The opener, "How the West Was Won And Where It Got Us", sets a dark tone, with an eerie organ backdrop and a mournful piano providing a staccato riff. Punk goddess Patti Smith guests on "E-Bow the Letter", a wordy ramble that finds Stipe questioning, and ultimately denigrating, "this fame thing". A similar theme is explored on "The Wake-Up Bomb", a MONSTERish raveup that attacks celebrity star trips.
NEW ADVENTURES is loaded with musical surprises, including a zippy synthesizer that sparks "Leave", a campy instrumental called "Zither" and various discordant touches throughout. Lyrically and musically, R.E.M. stands its ground throughout, remaining as fresh and innovative as ever.


Customer Reviews

Dark and beautiful5
After the globe-conquering high of Automatic For The People, REM looked in danger of burning out, with the not-quite-properly-realised Monster and the stress of the tour which followed. But out of that tour's ashes rose this astonishing collection. It became perhaps inevitably their darkest album yet, but, crucially, that never makes it hard to listen to.

It's pretty long at 66 minutes, but it hardly ever drains the listener. It's a collection of studio takes, live performances and soundchecks, and a lot of the energy filters through onto the CD.

The album opens in characteristically uncharacteristic fashion, with the distorted beats and edgy piano line of How The West Was Won And Where It Got Us, a stark and twisted country-rock piece with a unnervingly off-kilter piano solo in the middle. The Wake-Up Bomb could hardly be more different, a blazing glam-rock storm which carries the listener along on a tide of acidic sentiment. "I had to write the great American novel," sneers Michael Stipe sarcastically, "I had a neutron bomb." The interesting thing about New Adventures is that, whereas on Monster they tried desperately to rock out and always sounded a bit contrived, here they do it with great natural ease.

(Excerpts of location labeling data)
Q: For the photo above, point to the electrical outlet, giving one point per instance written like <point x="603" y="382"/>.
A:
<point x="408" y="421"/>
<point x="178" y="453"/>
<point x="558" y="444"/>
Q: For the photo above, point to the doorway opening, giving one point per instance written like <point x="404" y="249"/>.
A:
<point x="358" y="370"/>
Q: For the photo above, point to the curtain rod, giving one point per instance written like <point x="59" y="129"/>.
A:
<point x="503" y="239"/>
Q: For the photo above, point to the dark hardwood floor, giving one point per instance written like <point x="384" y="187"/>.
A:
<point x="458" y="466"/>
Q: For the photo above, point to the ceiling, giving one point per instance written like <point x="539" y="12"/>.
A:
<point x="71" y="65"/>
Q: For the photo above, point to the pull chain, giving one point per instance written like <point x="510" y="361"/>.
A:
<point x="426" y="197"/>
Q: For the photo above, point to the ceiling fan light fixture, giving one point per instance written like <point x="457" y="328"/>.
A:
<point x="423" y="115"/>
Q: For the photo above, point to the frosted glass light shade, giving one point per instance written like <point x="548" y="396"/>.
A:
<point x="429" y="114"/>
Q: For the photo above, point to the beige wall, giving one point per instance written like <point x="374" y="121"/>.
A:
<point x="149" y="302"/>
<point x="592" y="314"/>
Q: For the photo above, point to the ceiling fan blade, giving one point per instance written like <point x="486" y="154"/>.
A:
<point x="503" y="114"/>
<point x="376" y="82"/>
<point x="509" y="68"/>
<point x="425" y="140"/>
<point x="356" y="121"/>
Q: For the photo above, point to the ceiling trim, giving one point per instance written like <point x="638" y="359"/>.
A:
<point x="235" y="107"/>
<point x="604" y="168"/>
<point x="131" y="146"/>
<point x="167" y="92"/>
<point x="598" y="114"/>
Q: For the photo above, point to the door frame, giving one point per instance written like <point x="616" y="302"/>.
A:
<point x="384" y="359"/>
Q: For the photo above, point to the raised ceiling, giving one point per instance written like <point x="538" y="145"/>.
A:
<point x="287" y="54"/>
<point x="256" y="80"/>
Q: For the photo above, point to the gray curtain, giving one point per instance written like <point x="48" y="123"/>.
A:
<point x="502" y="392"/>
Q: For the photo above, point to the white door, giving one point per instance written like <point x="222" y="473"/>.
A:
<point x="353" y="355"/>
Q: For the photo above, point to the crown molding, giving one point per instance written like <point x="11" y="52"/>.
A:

WHAT TO WORK ON:
[1] In the R.E.M. album review, who appears as a guest on "E-Bow the Letter"?
[2] Reproduce the R.E.M. album review word for word, from "Dark and beautiful5" to "to listen to.".
[3] Pick up the R.E.M. album review after its final sentence and keep writing it.

OUTPUTS:
[1] Patti Smith

[2]
Dark and beautiful5
After the globe-conquering high of Automatic For The People, REM looked in danger of burning out, with the not-quite-properly-realised Monster and the stress of the tour which followed. But out of that tour's ashes rose this astonishing collection. It became perhaps inevitably their darkest album yet, but, crucially, that never makes it hard to listen to.

[3]
New Test Leper has a wonderfully pretty, lilting melody. It tells of a AIDS sufferer's awful experience on a TV chat show, and Stipe does it brilliantly, making his character totally sympathetic without ever being patronising. The lyrics are actually essential reading. "When I tried to tell my story, they cut me off to take a break. I sat silent five commercials - I had nothing left to say."

Undertow is one of the album's most intriguing tracks. Based around just two chords, it feels oppressive and claustrophobic, but in a positive way. It intrigues most because it sounds not unlike Nirvana. The verses in particular sound a lot like the verses on the 'new' song, You Know You're Right, and Stipe's vocals are every bit as dark as Kurt Cobain's tended to be; "I am breathing water, I am breathing water; you know a body's got to breathe."

After Undertow comes the single E-Bow The Letter. It is a pleasant surprise that in our bloated, airbrushed charts this became as big a hit as it did, because it's DARK. Really dark, and not a little scary. Stipe's delivery is pitch-perfect, and contrasts perfectly with Patti Smith's vampiric promise, "I'll take you over." In my opinion it's REM's best single ever, and one of the best singles of the 90s.

Leave, which follows, opens with a haunting, delicate acoustic guitar riff for a minute, before an unhinged car alarm kicks in. It doesn't go away for six minutes. It could have been immensely irritating, but in fact it's a stroke of sonic genius. Beneath that racket, the song is up to its eyes in its own undiluted misery, "I lost myself in sorrow, I lost myself in pain, I lost myself in clarity," before finally drowning in a sea of feedback.

Departure rocks with a visceral, burning energy that makes you wonder how amazing it must sound live, with Michael Stipe screaming, "GO, GO, GO, YEAH!!" halfway through. The disillusion and pain return, however, with Bittersweet Me. Its chord changes are refreshingly intelligent, while Stipe admits, "I'm tired and naked, I don't know what I'm hungry for, I don't know what I want anymore."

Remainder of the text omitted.